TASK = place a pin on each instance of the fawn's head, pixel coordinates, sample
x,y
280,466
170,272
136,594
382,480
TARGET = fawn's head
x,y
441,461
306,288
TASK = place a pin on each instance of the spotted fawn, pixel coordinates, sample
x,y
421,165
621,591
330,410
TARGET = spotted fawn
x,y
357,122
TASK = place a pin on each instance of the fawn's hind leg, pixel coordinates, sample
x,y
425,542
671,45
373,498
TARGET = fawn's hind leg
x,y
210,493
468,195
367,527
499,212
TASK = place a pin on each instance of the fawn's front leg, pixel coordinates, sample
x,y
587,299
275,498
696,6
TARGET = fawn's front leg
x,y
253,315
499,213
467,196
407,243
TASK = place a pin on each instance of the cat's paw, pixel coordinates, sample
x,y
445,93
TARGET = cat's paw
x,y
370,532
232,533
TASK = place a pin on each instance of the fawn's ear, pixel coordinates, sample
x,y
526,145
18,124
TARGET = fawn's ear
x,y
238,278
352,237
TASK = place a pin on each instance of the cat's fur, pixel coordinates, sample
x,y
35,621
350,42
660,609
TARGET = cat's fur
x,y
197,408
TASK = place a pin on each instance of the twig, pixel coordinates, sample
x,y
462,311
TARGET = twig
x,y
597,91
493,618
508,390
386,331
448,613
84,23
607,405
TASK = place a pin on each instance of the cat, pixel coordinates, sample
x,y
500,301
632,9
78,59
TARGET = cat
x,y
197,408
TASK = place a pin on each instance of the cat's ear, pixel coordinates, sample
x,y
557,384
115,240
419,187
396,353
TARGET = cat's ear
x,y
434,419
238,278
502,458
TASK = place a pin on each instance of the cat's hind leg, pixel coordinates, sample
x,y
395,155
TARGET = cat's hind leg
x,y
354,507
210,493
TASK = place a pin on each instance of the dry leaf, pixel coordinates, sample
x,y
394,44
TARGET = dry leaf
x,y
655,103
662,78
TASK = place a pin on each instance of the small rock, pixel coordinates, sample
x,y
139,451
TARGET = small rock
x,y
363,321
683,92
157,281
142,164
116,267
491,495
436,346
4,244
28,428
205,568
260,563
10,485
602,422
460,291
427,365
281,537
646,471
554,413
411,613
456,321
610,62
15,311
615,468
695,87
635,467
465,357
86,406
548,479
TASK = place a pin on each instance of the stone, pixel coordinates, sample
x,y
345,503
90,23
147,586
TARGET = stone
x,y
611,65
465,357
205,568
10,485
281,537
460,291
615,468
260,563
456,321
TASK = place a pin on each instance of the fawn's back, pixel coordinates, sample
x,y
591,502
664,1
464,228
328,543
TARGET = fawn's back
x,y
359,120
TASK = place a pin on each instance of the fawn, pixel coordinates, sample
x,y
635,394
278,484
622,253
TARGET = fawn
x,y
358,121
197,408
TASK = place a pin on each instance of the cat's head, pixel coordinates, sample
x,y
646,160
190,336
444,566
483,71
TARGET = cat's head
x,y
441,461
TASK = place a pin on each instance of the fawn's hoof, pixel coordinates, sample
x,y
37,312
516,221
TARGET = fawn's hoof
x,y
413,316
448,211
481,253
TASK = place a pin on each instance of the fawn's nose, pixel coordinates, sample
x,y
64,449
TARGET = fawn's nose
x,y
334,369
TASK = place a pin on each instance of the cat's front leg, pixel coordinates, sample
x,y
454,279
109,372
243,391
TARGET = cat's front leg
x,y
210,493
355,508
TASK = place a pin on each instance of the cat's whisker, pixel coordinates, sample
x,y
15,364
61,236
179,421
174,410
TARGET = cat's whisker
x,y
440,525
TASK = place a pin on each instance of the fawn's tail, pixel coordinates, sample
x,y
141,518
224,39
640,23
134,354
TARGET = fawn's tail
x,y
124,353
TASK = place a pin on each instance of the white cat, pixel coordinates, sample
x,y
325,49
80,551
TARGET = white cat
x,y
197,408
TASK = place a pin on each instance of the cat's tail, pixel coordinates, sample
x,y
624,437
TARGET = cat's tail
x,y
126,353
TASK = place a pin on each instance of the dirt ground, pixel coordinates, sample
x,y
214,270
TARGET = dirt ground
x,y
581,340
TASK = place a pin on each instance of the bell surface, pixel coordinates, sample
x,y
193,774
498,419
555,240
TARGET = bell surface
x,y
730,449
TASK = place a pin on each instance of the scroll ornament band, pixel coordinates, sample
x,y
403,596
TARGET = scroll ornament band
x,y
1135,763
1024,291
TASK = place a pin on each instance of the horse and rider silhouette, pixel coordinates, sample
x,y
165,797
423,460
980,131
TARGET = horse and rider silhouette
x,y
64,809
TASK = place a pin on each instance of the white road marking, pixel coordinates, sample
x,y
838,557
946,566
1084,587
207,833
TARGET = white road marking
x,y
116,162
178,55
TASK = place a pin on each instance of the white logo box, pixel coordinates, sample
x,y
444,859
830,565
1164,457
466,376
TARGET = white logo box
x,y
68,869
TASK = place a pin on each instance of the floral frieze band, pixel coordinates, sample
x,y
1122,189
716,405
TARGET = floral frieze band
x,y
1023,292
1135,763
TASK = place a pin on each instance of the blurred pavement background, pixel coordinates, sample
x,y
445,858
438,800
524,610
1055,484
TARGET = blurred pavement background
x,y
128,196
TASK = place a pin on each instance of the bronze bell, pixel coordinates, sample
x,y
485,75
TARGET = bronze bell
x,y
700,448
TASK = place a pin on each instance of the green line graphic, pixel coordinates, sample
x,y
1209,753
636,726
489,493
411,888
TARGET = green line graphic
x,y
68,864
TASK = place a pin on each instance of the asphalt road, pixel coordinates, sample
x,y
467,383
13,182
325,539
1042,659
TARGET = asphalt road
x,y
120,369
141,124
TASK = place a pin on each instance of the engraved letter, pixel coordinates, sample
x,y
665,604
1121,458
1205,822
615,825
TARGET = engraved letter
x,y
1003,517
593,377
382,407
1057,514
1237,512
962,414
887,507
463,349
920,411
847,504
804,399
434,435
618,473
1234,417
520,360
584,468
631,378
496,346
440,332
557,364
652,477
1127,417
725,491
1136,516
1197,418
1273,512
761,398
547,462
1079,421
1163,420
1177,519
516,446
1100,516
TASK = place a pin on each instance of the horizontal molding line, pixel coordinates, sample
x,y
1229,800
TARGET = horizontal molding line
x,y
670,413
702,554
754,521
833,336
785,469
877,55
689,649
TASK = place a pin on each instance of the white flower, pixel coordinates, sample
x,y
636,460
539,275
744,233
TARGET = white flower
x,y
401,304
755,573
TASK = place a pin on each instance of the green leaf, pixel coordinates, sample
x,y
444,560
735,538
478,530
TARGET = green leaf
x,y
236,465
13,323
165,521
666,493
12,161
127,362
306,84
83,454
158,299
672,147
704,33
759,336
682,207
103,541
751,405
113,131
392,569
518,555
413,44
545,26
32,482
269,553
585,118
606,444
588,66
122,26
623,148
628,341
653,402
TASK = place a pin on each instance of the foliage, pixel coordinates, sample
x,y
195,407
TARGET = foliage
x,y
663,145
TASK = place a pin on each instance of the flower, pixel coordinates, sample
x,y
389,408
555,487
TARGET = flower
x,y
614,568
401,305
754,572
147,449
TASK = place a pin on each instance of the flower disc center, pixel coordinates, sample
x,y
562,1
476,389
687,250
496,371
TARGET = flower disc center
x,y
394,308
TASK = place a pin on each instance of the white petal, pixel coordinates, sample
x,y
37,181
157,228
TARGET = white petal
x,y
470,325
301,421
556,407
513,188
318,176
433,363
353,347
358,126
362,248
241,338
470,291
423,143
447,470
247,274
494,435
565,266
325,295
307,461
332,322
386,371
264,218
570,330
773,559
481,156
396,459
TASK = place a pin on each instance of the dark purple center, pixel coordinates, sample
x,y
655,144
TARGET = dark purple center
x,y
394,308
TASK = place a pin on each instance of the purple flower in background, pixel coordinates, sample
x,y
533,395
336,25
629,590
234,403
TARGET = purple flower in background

★ ★ ★ ★ ★ ★ ★

**INSTRUCTIONS FOR THE TASK:**
Repeat, character for character, the lines from the one that holds "TASK = place a pin on each instance of the horizontal" to the final line of the material, inclusive, and no other lines.

**EXERCISE ANSWER:**
TASK = place a pin on each instance of the horizontal molding line, pixel coordinates, sample
x,y
1229,800
TARGET = horizontal molding line
x,y
670,413
702,554
754,521
833,336
785,469
877,55
689,649
TASK = place a pin on each instance of the white flower, pixel coordinates, sample
x,y
636,460
539,275
744,233
TARGET = white flower
x,y
401,304
755,573
TASK = place a pin on each instance of the green leaf, pixel coordinates, sample
x,y
444,560
735,538
478,530
TARGET = green leaf
x,y
236,465
13,323
165,521
666,493
12,161
127,362
306,84
83,454
158,299
672,147
704,33
759,336
682,207
103,541
751,405
113,131
392,569
518,555
413,44
545,26
32,482
269,553
585,118
606,444
588,66
122,26
623,148
628,341
653,402
TASK = place a pin on each instance of the foliage, pixel coordinates, sample
x,y
195,407
TARGET = foliage
x,y
663,145
TASK = place a pin on each instance of the flower, pixel coordinates, sample
x,y
389,408
555,487
TARGET = flower
x,y
614,568
401,305
754,572
147,449
TASK = place a pin on each instance of the flower disc center, pixel coordinates, sample
x,y
562,1
476,389
687,250
496,371
TARGET = flower disc center
x,y
394,308
TASK = place a pin on each instance of the white petal, pixel coordinates, sample
x,y
37,181
157,228
TARGET = white petal
x,y
470,325
301,421
556,407
513,188
318,176
433,363
353,347
358,126
362,248
241,338
470,291
423,143
447,470
247,274
494,435
565,266
325,295
307,461
332,322
386,371
264,218
570,330
773,559
481,156
396,459
TASK = place a pin on each instance of the dark purple center, pixel coordinates, sample
x,y
655,144
TARGET = dark purple center
x,y
394,308
TASK = place a pin on each instance of the purple flower in background, pixel coordinates, sample
x,y
533,395
336,25
629,590
234,403
TARGET = purple flower in background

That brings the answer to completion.